--- Begin Given records ---

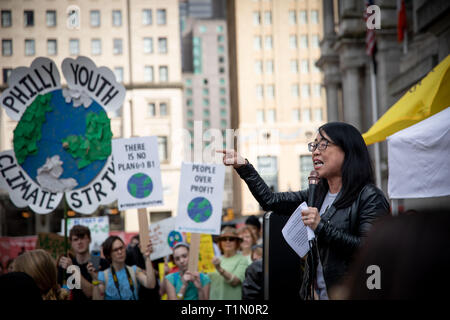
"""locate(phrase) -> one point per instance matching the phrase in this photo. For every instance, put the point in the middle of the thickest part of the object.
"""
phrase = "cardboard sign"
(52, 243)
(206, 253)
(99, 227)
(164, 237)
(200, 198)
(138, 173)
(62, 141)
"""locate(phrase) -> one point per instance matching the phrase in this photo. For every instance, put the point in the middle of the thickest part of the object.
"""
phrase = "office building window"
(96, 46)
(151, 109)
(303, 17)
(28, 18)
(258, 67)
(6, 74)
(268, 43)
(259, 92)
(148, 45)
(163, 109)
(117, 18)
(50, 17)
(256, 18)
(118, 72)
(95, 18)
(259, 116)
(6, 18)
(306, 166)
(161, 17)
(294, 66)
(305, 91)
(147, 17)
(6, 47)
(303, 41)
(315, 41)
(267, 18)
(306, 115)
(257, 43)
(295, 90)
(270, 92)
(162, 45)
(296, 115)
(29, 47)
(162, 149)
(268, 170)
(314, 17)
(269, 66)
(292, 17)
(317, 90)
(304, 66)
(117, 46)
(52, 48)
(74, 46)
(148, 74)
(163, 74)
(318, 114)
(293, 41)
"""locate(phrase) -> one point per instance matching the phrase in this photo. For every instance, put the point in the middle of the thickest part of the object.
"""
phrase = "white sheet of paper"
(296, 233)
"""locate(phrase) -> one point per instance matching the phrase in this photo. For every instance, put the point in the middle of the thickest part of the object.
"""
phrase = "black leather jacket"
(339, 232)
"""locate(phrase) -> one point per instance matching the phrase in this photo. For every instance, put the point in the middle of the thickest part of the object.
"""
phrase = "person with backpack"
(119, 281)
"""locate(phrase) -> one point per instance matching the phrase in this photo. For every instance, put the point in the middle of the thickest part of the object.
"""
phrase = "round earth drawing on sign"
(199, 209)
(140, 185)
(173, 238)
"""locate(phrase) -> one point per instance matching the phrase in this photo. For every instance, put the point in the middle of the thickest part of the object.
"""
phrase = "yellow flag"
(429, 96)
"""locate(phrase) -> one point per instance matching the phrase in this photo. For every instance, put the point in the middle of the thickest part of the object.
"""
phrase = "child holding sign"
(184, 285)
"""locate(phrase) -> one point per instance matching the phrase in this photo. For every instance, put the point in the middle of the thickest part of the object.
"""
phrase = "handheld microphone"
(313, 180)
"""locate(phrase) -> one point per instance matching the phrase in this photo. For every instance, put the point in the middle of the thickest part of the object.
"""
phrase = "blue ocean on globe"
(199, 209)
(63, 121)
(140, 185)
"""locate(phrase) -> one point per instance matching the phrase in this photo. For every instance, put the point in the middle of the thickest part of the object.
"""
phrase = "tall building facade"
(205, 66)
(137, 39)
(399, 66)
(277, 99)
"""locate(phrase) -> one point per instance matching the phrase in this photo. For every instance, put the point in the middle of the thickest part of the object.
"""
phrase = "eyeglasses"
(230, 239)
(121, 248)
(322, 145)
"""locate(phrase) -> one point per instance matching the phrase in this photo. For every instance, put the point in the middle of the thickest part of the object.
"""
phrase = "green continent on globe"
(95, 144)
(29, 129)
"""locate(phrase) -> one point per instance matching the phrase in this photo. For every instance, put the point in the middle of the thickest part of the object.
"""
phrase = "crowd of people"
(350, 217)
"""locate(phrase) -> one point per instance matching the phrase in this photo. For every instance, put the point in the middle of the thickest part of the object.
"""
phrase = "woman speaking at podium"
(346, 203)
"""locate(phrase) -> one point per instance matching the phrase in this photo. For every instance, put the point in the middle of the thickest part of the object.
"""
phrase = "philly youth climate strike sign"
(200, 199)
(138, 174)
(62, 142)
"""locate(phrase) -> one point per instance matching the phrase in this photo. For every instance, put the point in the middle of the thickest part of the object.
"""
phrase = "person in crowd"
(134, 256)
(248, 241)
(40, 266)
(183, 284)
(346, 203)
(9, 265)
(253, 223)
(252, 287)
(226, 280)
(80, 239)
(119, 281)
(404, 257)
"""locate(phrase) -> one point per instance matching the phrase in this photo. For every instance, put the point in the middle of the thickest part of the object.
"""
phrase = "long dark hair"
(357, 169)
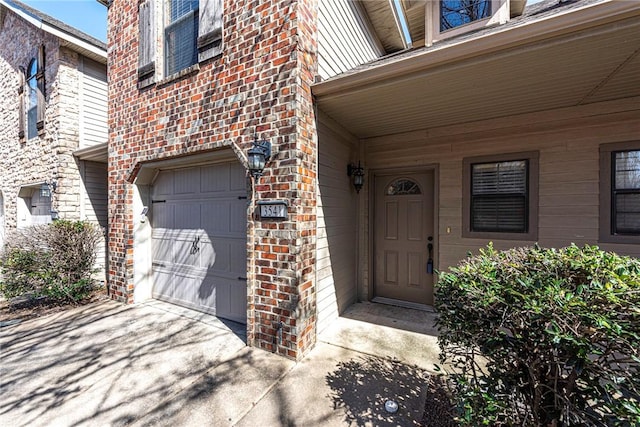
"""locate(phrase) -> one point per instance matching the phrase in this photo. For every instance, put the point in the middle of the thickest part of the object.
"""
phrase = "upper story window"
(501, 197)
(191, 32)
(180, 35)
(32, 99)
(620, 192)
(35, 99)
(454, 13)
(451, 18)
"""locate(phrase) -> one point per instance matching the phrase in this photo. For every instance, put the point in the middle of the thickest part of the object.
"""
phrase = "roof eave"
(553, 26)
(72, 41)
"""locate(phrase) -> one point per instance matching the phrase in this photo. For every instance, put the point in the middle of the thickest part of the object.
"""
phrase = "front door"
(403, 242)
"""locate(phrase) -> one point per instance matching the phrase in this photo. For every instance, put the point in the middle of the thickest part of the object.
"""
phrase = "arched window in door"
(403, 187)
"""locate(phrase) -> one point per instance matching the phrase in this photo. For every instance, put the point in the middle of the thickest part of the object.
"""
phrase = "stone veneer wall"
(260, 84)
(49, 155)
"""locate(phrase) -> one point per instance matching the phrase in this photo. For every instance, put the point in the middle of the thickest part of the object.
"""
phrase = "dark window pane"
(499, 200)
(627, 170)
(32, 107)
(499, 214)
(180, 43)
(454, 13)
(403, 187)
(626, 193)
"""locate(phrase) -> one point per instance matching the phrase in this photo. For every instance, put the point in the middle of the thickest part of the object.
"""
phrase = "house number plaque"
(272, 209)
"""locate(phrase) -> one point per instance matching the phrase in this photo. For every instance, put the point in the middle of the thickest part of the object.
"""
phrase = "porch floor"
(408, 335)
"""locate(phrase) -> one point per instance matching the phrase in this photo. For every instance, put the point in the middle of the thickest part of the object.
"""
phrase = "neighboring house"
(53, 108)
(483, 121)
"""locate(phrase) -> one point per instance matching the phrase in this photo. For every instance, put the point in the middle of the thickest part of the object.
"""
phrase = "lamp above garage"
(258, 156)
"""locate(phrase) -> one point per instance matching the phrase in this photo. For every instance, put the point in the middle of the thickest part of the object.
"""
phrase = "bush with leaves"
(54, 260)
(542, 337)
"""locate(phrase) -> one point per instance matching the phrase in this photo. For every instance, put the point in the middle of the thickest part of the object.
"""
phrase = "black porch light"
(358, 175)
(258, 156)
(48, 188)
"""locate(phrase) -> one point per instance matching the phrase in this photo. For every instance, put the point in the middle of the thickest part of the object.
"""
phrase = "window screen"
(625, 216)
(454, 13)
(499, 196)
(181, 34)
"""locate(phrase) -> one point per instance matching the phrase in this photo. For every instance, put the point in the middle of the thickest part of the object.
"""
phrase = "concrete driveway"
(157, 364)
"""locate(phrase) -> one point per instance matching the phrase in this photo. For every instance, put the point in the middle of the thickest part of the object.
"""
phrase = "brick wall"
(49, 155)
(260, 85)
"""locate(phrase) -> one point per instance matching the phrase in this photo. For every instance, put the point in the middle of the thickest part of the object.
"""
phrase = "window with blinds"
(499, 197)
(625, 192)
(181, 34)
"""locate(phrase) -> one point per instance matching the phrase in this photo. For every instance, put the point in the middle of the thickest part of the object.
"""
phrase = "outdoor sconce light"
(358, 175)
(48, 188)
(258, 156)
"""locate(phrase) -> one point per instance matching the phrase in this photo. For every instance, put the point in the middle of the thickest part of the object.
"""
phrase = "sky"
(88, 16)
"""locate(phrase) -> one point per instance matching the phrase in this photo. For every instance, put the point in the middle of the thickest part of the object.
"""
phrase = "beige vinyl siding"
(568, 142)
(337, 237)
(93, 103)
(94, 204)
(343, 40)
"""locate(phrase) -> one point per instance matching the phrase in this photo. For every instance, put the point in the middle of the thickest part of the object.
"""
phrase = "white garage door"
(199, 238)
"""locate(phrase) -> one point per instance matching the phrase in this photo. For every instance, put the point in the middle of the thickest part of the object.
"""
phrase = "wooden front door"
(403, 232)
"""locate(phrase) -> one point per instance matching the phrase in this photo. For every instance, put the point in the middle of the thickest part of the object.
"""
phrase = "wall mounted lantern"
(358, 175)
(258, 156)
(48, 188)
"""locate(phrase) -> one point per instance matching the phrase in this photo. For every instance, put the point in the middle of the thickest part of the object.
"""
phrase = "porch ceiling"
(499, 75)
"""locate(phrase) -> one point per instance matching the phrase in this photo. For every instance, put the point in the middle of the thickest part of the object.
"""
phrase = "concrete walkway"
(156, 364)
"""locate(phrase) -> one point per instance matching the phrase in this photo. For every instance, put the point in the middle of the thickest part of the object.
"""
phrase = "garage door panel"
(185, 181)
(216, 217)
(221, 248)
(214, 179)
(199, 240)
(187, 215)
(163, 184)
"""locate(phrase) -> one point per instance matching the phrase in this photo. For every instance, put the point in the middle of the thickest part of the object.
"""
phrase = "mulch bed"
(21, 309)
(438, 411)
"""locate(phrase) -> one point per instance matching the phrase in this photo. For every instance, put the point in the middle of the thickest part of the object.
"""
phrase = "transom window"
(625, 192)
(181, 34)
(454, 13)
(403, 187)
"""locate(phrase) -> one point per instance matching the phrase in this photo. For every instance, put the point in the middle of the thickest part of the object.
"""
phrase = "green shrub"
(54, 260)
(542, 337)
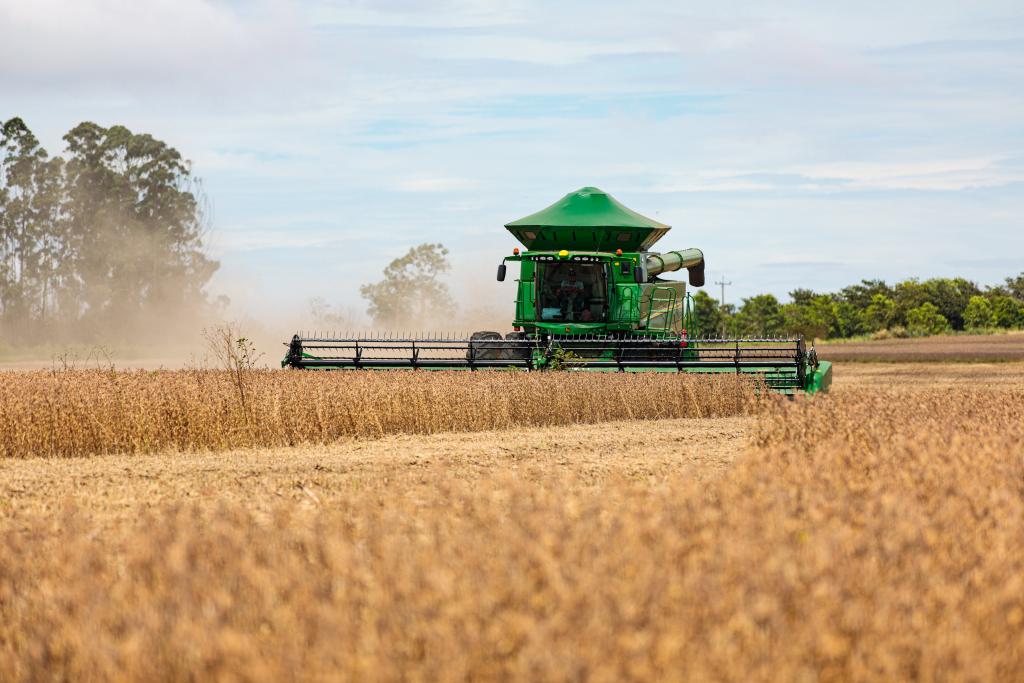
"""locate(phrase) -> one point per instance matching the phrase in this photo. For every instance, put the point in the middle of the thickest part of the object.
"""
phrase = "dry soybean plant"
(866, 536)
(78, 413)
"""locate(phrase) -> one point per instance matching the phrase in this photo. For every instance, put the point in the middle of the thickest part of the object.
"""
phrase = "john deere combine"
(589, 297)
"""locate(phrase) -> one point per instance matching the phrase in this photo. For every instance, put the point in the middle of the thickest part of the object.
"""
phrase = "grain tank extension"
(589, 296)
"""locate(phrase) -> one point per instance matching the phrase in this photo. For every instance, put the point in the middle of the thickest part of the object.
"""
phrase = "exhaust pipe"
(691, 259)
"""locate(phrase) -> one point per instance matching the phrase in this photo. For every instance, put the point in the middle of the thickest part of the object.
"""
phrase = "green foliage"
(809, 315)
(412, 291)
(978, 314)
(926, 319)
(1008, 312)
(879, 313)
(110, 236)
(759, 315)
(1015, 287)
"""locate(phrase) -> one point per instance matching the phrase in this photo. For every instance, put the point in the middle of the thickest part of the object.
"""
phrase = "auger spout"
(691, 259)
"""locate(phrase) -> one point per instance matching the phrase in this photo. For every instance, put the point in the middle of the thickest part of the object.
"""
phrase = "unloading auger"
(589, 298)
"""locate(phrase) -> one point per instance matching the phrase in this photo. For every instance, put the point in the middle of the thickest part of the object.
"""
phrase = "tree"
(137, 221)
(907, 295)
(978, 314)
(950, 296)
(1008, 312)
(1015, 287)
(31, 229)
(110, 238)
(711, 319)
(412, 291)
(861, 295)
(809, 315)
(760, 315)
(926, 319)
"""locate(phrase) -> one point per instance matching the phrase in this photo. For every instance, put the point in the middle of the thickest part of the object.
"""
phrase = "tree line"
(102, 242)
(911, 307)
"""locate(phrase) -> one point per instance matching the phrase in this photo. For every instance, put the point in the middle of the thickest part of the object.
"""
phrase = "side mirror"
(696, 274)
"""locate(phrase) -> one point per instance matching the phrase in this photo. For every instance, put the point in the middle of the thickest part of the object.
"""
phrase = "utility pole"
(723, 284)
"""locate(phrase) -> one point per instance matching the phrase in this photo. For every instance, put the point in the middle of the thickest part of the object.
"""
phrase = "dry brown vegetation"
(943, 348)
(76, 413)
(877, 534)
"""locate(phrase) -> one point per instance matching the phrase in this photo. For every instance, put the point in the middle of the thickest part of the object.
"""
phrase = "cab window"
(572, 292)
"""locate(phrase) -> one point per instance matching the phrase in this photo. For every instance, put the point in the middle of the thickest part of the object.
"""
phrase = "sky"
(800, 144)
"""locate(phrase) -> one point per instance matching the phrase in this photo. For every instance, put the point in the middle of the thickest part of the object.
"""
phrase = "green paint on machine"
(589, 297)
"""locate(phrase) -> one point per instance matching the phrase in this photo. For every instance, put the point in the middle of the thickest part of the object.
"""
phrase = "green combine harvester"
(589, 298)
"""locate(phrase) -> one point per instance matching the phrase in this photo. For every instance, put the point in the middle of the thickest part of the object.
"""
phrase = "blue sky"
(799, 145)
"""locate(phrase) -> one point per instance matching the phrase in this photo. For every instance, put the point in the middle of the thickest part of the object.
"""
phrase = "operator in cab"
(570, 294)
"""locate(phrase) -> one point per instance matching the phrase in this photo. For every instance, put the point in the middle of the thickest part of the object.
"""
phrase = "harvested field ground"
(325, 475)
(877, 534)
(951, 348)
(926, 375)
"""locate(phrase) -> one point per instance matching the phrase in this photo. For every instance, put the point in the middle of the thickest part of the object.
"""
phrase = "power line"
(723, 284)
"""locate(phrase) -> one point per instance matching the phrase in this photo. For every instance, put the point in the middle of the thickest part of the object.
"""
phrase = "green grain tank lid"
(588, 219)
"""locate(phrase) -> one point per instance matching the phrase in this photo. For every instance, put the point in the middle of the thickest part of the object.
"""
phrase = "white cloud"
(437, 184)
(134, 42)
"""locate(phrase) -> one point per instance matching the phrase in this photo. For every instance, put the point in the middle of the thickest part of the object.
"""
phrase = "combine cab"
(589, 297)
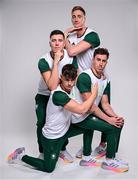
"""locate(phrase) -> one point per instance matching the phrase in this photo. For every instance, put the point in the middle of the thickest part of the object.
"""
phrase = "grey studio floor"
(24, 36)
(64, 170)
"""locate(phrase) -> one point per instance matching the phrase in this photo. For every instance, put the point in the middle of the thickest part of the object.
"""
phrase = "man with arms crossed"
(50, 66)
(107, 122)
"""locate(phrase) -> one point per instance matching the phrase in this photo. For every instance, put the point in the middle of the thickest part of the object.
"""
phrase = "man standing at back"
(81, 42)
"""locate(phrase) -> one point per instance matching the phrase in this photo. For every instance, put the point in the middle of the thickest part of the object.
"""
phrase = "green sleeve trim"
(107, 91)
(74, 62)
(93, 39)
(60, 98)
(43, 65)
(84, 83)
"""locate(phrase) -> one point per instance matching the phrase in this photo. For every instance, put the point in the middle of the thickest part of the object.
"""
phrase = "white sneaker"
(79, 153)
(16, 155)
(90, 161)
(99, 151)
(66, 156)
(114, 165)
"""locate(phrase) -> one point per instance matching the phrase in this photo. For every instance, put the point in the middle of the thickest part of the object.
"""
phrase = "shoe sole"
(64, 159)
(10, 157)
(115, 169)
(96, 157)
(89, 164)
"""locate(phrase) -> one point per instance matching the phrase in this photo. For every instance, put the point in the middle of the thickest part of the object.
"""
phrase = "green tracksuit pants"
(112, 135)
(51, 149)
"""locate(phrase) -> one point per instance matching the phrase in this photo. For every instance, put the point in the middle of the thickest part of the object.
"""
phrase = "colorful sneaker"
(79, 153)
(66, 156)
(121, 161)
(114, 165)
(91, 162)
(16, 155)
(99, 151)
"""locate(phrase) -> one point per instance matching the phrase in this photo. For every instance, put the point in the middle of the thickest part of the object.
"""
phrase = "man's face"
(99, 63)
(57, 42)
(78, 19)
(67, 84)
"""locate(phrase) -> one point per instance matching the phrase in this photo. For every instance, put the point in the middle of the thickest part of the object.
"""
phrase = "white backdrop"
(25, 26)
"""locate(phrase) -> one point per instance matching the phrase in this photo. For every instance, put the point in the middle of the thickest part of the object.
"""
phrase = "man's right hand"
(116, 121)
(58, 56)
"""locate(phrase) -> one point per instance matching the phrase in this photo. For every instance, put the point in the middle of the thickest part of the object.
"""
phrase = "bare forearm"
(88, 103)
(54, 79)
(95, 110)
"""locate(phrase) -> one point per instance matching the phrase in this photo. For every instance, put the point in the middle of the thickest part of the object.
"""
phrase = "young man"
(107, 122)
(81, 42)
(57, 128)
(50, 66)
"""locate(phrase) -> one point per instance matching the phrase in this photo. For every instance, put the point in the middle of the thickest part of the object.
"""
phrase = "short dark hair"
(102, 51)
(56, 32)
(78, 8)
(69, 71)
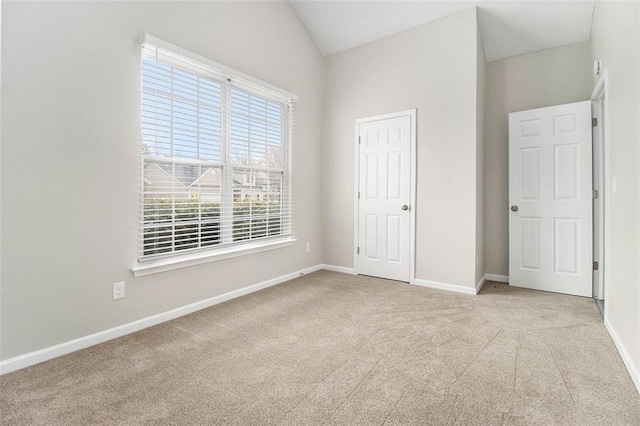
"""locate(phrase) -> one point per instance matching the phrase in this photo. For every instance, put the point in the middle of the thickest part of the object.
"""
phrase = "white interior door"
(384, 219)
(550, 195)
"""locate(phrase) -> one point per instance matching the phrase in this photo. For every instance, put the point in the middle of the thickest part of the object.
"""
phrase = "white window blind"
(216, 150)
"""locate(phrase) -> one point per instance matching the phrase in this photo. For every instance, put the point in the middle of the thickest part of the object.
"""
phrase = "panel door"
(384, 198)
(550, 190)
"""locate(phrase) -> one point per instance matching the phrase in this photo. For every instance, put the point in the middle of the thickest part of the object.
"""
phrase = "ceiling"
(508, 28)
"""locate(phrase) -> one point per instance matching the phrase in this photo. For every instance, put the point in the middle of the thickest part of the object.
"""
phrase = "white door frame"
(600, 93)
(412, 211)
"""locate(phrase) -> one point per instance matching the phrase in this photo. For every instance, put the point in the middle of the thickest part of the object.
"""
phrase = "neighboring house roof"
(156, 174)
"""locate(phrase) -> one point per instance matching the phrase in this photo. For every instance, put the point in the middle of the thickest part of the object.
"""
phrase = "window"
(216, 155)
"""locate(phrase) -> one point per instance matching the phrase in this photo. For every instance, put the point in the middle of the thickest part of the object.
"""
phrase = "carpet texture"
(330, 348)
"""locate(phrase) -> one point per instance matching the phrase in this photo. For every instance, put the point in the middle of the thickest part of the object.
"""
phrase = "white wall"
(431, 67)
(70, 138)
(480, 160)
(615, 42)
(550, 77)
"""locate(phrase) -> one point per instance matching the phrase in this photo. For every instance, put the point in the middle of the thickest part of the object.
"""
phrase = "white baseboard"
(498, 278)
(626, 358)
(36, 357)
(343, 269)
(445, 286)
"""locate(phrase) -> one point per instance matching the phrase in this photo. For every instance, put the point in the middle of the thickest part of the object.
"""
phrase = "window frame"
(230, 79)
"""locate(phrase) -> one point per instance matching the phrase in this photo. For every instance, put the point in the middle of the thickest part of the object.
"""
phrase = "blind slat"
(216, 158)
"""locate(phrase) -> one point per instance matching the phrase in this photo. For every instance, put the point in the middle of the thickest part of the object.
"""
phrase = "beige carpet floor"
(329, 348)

--- End Given records ---

- Task statement
Count the lines in the material that contain the string "carpet", and reply with only the number.

- Task response
2